> **Instruction**
In the passage on the Social Contract, under what condition did Rousseau say the laws of the state are binding?

In the 1700s, the French philosopher, Jean-Jacques Rousseau, among others, looked at how a group may function in a state for protection. His theory of the Social Contract argued that the citizens who received the protection of the state empowered it in return to make laws to regulate their behaviour - behaviour that would enhance the whole group’s ability to survive and live productive lives.

Rousseau stressed that the laws of the state are binding only if it is supported by the general will of the people. Force does not create right and the ability to coerce is not a legitimate power of the state.

Under a dictatorship, as we have in the Maldives today, this Social Contract is shattered. Much has been made of ‘benevolent dictators’ in various parts of the world, but the variety we, the Maldivians, have had the misfortune to live under, have always been motivated by narrow self-interest, megalomania and an insatiable hunger for immense wealth.

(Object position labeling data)
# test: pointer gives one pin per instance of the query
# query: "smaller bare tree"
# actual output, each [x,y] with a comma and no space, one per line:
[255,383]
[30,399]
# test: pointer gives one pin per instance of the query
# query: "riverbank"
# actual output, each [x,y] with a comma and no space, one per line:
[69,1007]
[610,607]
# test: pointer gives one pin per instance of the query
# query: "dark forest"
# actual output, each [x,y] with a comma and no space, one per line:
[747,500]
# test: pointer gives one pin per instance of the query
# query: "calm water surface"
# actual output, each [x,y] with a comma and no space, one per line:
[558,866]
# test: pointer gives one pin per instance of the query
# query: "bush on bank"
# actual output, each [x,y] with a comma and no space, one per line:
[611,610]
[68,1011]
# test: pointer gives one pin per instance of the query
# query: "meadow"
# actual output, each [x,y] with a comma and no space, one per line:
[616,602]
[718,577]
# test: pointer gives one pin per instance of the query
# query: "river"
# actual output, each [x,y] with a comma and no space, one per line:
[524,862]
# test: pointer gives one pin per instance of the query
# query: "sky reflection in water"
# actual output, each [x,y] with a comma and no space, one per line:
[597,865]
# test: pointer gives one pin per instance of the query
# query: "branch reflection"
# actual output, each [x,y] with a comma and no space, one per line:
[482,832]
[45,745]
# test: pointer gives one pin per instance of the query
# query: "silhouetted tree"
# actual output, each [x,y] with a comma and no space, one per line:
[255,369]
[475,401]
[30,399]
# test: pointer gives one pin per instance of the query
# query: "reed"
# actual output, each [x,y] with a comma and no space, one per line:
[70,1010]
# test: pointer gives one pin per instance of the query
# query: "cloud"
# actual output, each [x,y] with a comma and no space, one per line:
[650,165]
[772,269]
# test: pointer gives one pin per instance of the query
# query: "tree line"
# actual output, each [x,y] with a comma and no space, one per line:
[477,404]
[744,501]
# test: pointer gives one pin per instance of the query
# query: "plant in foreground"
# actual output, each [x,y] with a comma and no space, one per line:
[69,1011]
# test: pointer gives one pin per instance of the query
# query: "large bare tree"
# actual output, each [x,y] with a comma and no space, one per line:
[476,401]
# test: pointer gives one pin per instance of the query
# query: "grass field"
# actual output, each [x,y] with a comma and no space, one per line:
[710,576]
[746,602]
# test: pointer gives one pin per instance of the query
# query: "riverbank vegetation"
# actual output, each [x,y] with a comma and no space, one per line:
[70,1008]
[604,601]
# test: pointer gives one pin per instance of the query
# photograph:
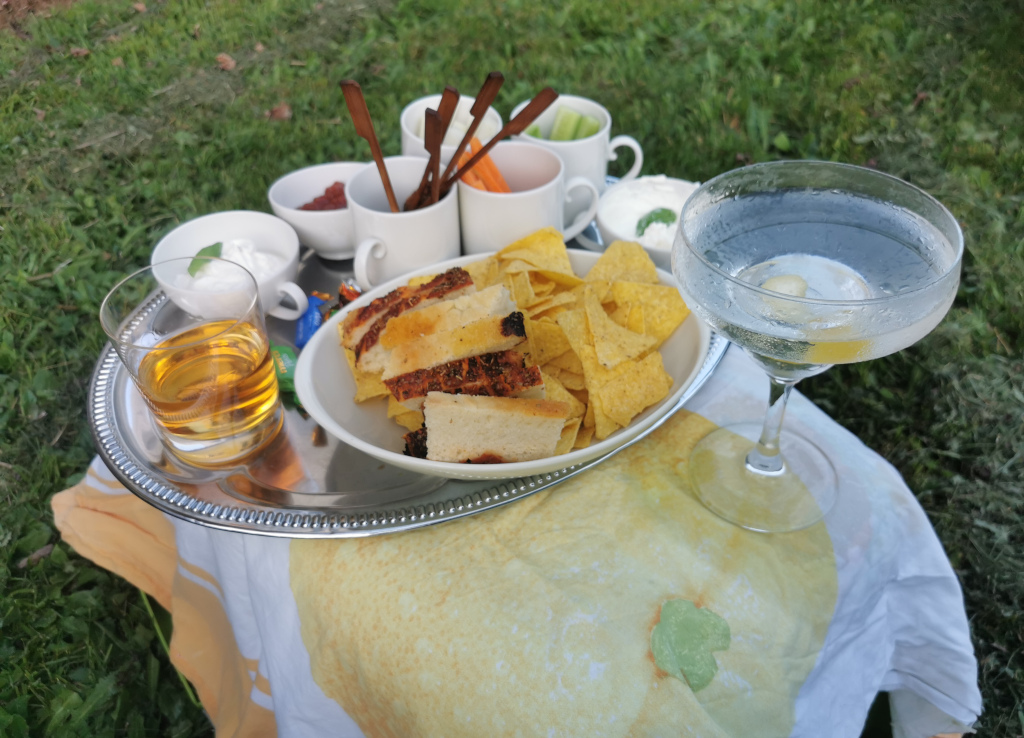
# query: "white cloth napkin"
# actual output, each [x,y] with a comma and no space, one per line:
[899,623]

> **Response below**
Only if they are supported by the general will of the people.